- [Reading text]

● ● ●

For Congregation Ner Shalom, November 4, 2011
(Angry anti-Semitic mob enjoying sunshine and used books.)
In this week's Torah portion, Lech Lecha, we receive the first of the many blessings bestowed on us by the God of Abraham. And as we all know, even the best of blessings can prove mixed. In the parashah, God famously tells Abraham (then still called Avram) to hit the road and leave his birthplace to strike out for new territory. In exchange, God says:
ואעשך לגוי גדול ואברכך ואגדלה שמך והיה ברכה
V'e'es'cha l'goy gadol va'avarech'cha va'agadlah sh'mecha veh'yeh b'rachah.
I will make you a great nation
and I will bless you and make your name great
and you will be a blessing.
This idea of being a goy gadol, a great nation - not only quantitatively but qualitatively; this sensation of being somethin' special, is in our bones. We are bound up in it. Even we Reconstructionists, who have dismissed the idea of "chosenness" out of hand, are no less susceptible to a certain wonder and, frankly, pride over who our people are, where we've been, what we've suffered and what we have, against all odds, achieved.
Considering our long, long history of marginalization, ghettoization, victimization, our achievements are nothing short of remarkable. And they are quirky too, distributed unevenly across realms of activity. We've always been right up there in scholarship, first our own Torah learning and eventually adding to world's store of philosophy and poetry and science. Music seems to run through our culture, even while our traditional allergy to graven images has kept us more distanced from the visual arts. We've done well competing and excelling in new industries when the timing is right - for instance arriving and taking root in America just in time for the invention of the motion picture.
Historical circumstances in Europe over the past millenium have also shaped some of our areas of achievement. Restrictions on occupations we could engage in; different restrictions on occupations Christians could engage in; heightened literacy among Jews regardless of class or gender; a certain focus on education; the existence of shared Jewish languages and culture throughout the Diaspora - these all set the groundwork for a famous history of involvement in finance and trade. Some elements of these professions were portable; some were not. Jews coming to America, for instance, could not easily enter the old boys' club of banking, but some found their way to the more flexible fields of investment, brokerage, etc. Merchanty skills transferred readily, and we had famous success in retail. The old blue-blood industries - mining, oil, railroads, farming - on the other hand remained a kind of goyim naches. Like hunting or skiing, something Jews just don't do.
But yes, on the whole, our collective story in America is undeniably one involving economic success even though many of our individual stories might not comport with that narrative. And certainly our collective economic success has outshone our political success. We're much better represented in commerce than in politics. We are not people who have ever, at least outside of our current up-and-down experiment in the State of Israel, held political power. America, even now I think, would still rather buy from us than vote for us.
For some Jews, the economic success has been remarkable. A few years ago a Jewish writer in Chicago took the list of Vanity Fair's 100 Most Influential Americans and counted the Jews. (Fine, we all do it, but he published it.) Between the Zuckerbergs and Bloombergs and Katzenbergs, plus many half-bergs with just one Jewish parent, he managed to tally a jaw-dropping 50% of those top 100.

● ● ●

[A block of data]
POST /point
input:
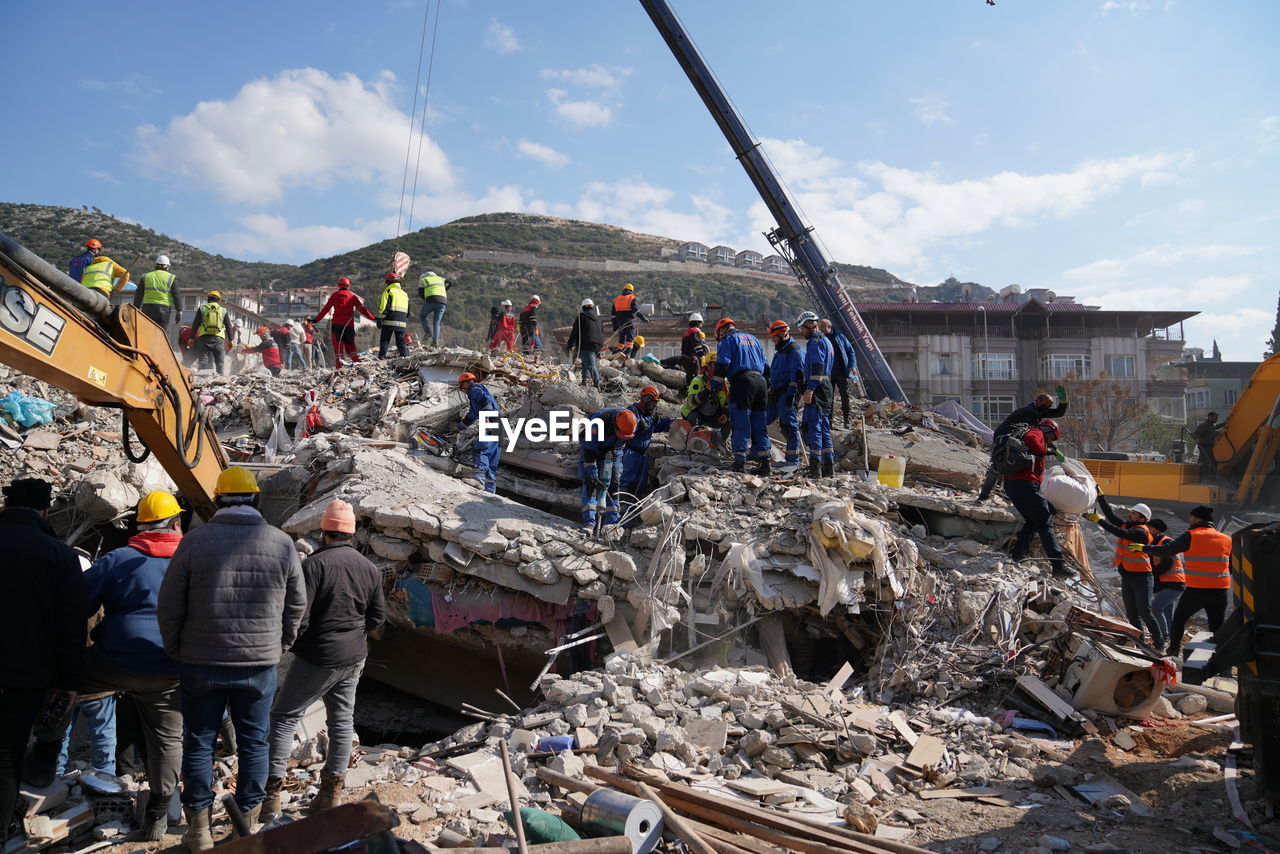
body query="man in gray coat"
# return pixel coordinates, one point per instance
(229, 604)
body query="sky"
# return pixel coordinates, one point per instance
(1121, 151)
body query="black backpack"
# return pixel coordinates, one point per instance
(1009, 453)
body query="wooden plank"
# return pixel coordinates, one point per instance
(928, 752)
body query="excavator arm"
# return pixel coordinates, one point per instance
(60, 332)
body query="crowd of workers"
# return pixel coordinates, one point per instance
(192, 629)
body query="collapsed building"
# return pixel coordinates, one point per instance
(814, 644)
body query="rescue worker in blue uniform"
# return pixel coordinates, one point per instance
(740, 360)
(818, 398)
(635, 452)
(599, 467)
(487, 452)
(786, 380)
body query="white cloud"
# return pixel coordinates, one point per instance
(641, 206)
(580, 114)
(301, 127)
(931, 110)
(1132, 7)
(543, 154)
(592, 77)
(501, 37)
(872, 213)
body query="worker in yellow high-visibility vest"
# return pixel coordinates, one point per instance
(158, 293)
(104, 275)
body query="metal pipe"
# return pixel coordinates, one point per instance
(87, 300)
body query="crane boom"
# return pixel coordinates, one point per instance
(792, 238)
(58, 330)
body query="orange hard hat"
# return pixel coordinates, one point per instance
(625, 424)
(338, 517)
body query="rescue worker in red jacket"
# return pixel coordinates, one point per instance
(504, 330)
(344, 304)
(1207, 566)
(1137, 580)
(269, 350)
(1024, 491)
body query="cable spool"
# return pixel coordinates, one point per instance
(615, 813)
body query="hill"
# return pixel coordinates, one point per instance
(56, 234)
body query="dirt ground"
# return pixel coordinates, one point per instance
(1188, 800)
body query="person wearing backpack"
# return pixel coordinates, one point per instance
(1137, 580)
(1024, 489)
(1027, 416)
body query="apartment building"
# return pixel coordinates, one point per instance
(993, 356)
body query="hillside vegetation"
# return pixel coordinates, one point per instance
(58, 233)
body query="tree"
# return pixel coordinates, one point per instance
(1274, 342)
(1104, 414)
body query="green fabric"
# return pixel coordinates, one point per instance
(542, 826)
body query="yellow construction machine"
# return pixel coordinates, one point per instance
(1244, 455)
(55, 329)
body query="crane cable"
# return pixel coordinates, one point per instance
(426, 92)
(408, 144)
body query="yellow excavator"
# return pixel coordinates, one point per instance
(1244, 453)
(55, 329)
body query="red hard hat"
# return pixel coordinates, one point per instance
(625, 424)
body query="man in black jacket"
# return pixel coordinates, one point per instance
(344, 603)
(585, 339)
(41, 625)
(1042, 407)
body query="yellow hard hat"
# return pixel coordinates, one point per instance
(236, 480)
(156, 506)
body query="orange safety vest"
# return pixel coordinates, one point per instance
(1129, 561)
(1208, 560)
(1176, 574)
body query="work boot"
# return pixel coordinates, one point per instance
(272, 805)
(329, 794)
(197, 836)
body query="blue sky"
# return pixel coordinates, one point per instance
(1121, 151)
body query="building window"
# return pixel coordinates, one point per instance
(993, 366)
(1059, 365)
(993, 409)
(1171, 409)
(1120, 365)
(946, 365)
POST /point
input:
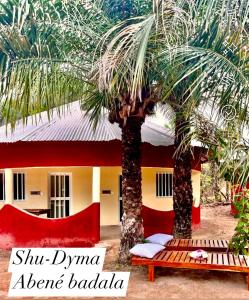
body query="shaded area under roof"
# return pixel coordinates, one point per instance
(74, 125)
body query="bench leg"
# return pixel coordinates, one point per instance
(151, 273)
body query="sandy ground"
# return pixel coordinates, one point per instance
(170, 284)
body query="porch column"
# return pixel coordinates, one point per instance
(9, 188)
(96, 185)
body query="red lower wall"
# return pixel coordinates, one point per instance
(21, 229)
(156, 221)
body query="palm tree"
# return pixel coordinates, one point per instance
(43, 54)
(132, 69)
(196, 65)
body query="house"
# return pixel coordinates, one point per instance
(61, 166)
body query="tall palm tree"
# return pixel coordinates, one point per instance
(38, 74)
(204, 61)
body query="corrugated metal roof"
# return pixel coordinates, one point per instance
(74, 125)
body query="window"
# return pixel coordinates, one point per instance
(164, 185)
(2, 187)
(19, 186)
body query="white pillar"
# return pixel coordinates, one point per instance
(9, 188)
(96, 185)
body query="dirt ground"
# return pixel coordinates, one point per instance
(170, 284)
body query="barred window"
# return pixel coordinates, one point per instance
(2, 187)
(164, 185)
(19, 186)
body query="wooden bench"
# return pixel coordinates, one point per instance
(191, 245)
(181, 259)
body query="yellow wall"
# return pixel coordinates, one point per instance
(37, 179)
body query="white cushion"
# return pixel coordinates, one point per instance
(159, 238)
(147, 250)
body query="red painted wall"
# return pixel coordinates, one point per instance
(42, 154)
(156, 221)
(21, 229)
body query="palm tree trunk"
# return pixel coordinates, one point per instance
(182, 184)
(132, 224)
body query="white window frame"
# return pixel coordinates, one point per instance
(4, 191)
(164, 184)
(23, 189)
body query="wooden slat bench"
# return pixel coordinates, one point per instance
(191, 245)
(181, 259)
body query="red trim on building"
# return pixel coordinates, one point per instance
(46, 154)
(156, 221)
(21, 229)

● ● ●

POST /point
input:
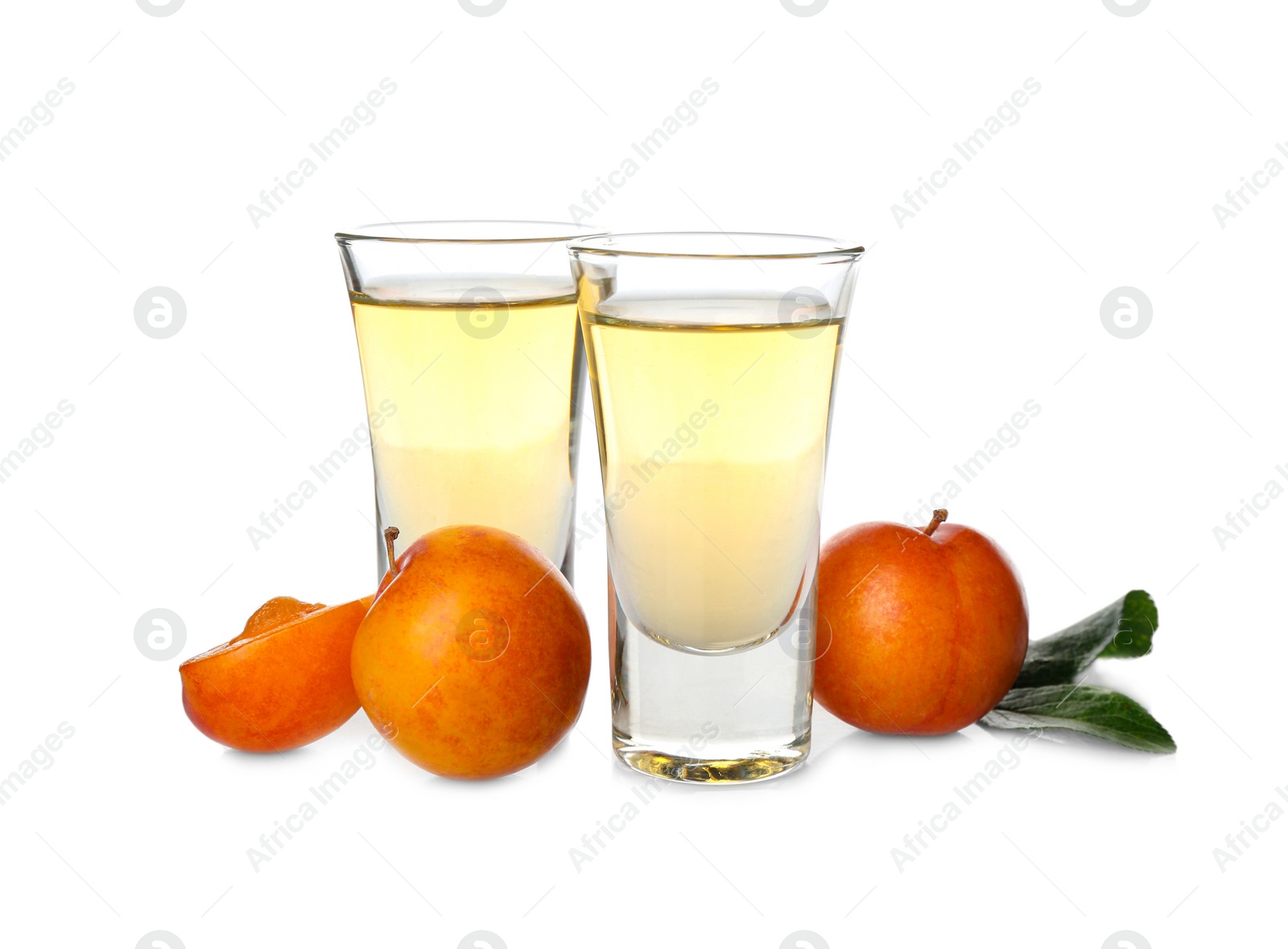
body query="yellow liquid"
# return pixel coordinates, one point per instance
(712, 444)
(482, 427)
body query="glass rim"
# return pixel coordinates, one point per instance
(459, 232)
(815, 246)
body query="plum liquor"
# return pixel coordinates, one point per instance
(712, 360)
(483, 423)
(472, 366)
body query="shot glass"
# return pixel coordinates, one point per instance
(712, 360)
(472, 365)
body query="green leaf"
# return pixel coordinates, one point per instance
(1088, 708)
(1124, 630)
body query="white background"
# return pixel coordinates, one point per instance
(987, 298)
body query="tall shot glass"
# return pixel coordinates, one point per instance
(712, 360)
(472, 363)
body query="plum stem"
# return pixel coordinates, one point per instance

● ● ●

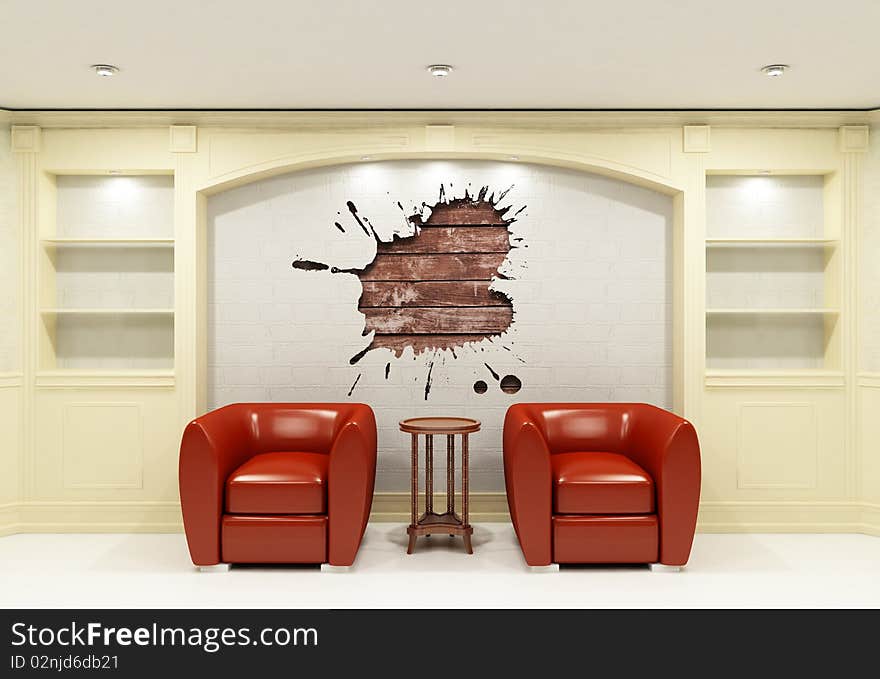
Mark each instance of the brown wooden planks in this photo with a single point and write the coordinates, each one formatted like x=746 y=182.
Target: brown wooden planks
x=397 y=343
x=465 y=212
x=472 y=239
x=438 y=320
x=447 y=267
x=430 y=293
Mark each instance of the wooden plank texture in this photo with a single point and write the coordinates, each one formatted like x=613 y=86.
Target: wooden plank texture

● ● ●

- [Problem set]
- A) Name every industry the sermon lists as one of the old blue-blood industries.
- B) Set down a passage of the sermon word for word, beginning at the words "This idea of" and stopping after the words "all odds, achieved.".
- C) Answer these questions from the sermon:
(i) What is the name of this week's Torah portion?
(ii) What was Abraham still called when God told him to leave his birthplace?
(iii) In which city was the Jewish writer who counted the Jews on Vanity Fair's list of 100 Most Influential Americans?
Draw only on the sermon when responding.

- [Outputs]
- A) Mining, oil, railroads, farming

- B)
This idea of being a goy gadol, a great nation - not only quantitatively but qualitatively; this sensation of being somethin' special, is in our bones. We are bound up in it. Even we Reconstructionists, who have dismissed the idea of "chosenness" out of hand, are no less susceptible to a certain wonder and, frankly, pride over who our people are, where we've been, what we've suffered and what we have, against all odds, achieved.

- C)
(i) Lech Lecha
(ii) Avram
(iii) Chicago